## Point-per-instance localization data
☆ ☆ ☆ ☆

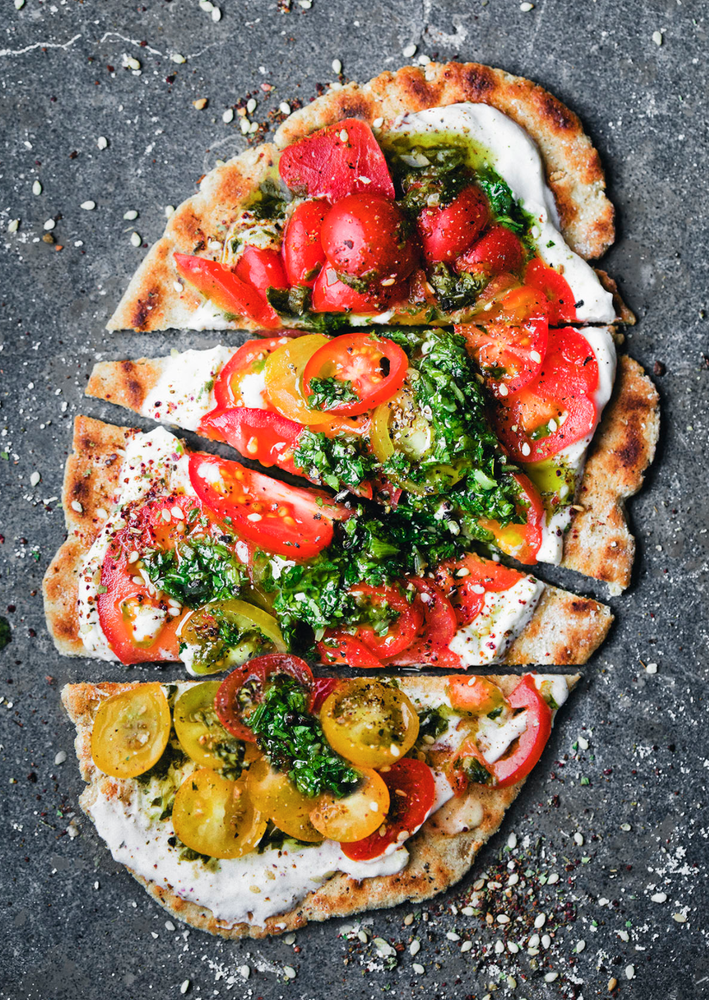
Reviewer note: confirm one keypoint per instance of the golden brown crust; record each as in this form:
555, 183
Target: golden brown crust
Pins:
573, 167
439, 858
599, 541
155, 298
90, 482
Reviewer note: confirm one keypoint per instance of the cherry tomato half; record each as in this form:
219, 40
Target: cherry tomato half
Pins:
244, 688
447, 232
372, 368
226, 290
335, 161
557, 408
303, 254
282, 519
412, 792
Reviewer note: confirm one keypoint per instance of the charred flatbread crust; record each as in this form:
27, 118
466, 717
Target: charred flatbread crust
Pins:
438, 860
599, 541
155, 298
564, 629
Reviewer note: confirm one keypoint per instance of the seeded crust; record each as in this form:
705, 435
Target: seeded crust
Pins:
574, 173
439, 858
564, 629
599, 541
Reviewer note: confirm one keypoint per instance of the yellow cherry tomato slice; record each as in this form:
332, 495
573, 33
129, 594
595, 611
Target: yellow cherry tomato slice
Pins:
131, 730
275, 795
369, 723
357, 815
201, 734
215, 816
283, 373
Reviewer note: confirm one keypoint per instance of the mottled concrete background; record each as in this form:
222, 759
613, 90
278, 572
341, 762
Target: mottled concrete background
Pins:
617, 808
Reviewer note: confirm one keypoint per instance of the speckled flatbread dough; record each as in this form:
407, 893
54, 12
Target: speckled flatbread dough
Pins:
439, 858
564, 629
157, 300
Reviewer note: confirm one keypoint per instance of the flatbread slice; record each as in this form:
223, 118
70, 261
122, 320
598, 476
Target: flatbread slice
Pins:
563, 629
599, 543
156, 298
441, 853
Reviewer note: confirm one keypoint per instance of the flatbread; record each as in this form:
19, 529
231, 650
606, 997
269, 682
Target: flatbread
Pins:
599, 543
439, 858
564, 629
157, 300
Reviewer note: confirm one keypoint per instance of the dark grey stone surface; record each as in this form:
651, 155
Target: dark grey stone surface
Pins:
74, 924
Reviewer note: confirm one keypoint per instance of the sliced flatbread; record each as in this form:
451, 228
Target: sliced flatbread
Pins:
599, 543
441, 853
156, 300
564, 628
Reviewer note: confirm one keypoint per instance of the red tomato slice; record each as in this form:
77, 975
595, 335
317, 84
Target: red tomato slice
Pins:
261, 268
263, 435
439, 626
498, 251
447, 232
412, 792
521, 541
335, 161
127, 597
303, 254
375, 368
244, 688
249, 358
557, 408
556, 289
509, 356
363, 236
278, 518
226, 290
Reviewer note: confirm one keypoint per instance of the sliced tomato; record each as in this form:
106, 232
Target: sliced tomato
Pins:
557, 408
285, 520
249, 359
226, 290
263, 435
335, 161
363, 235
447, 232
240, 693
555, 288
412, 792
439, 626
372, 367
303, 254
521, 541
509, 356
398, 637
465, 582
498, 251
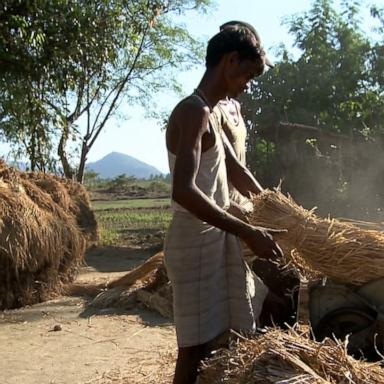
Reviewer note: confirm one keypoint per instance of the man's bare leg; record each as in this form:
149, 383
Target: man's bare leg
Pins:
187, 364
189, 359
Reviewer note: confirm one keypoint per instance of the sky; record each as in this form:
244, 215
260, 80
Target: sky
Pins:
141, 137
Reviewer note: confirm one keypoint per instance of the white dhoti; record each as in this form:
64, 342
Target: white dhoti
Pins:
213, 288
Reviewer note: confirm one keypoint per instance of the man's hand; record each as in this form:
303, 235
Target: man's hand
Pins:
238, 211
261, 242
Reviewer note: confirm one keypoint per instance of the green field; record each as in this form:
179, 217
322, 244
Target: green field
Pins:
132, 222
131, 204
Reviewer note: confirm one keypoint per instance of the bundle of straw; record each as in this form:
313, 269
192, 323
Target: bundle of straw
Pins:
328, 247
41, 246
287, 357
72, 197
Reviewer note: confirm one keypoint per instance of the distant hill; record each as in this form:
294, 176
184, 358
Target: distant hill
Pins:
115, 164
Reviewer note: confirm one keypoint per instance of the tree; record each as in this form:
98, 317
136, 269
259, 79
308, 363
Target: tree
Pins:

☆ ☆ ☆ ☆

Every line above should be transcribed word for word; leave the pictures out.

Reviewer note: confirm one keypoint per instance of the golden brown crust; record each as in this form:
555, 183
Target: golden brown crust
Pins:
573, 167
439, 858
599, 541
155, 298
90, 482
Reviewer note: confirm one keypoint per instance of the cherry tomato half; record each as in this form:
219, 40
Target: cherry tomato half
Pins:
244, 688
447, 232
372, 368
226, 290
335, 161
557, 408
303, 254
282, 519
412, 792
Reviewer note: confirm one keypoint per instance of the charred flatbread crust; record each as in this form:
27, 118
466, 717
Target: charred flatbread crust
Pins:
438, 860
599, 541
155, 298
564, 629
Reviewer note: confirm one keypoint per instance of the seeded crust; record each as in this form:
705, 435
Target: seeded crust
Pins:
574, 173
439, 858
564, 629
599, 541
Reviewer note: confirm one keypoint per instance of the yellow cherry tomato slice; record each as in this form:
332, 495
573, 33
129, 594
595, 611
Target: yellow cherry tomato slice
Pins:
131, 730
275, 795
369, 723
357, 815
201, 734
215, 816
283, 373
Reviewer note: confirm one keypoint per instance of the mottled concrete background; record each as in this form:
222, 759
613, 90
278, 572
341, 762
Target: mottled concrete background
Pins:
617, 808
Reviewer note: confirm one keypoint per instance of the speckled flatbread dough; record each as in this form:
407, 893
54, 12
Target: speckled flatbread dough
Pins:
439, 858
564, 629
157, 300
Reviewer note: confirm one keypoint per instance of the flatbread slice; record each as in this form:
223, 118
70, 261
122, 320
598, 476
Target: flatbread slice
Pins:
563, 629
599, 543
156, 298
441, 853
Reviewer note: confirm one keypoint per instance of the flatbread; record each as in this form:
19, 529
231, 650
606, 997
269, 682
Target: flatbread
Pins:
599, 543
439, 858
564, 629
157, 300
Reviewer note: confirm one keypoint per instance of the dark grey stone surface; record each as in this form:
651, 155
Target: dark grey stone surface
Pins:
74, 924
Reviewer note: confirm one keypoint per instance of the sliced flatbread; record each as in this form:
451, 228
Target: sliced flatbread
Pins:
599, 543
441, 853
156, 300
564, 628
Reviewer note: confirm one keypoint per instance of the red tomato slice; record each as in this form:
77, 975
595, 335
317, 84
Target: red tomato slice
Pins:
261, 268
263, 435
439, 626
498, 251
447, 232
412, 792
521, 541
335, 161
127, 597
303, 254
375, 368
244, 688
249, 358
557, 408
556, 289
509, 356
363, 236
278, 518
226, 290
Reviewer note: confirm one keypoint per instance of the sliced tomato; record each as in this form:
106, 232
Target: sliced tomato
Pins:
557, 408
285, 520
249, 359
226, 290
263, 435
335, 161
363, 235
447, 232
240, 693
555, 288
412, 792
439, 626
372, 367
303, 254
521, 541
509, 356
398, 637
465, 582
498, 251
Reviewer note: confirm one keypoint per instance of the man's bare leg; record each as in this form:
149, 383
Target: man's bare leg
Pins:
187, 364
189, 359
Reviewer note: confirm one keypoint per instance of the sky; record each as in this form:
244, 215
260, 80
Target: sky
Pins:
141, 137
Reviewer note: confirm one keypoint per instance of the white dhoti; record each as in this form:
64, 342
Target: white dhoti
Pins:
213, 288
Reviewer note: confirm one keypoint per instance of the man's hand; record each as in this form:
303, 235
Target: man's hand
Pins:
238, 211
261, 242
Reviewer note: confirm one keypoint per instance of the green field; record each as in this form:
179, 217
322, 244
Target: green field
Pins:
132, 222
131, 204
Reviewer note: confirm one keypoint per instance of the bundle of straw; record each as in this form:
313, 269
192, 323
Target: bundle of straw
Pins:
328, 247
41, 246
287, 357
72, 197
Reviewer note: confirm one keypoint per instance of the distant hill; record each as in this form:
294, 176
184, 358
Target: distant hill
Pins:
115, 164
Reviewer note: confirm one keypoint per instance of the tree; record each as in this form:
98, 317
136, 269
259, 79
308, 363
Target: tree
Pins:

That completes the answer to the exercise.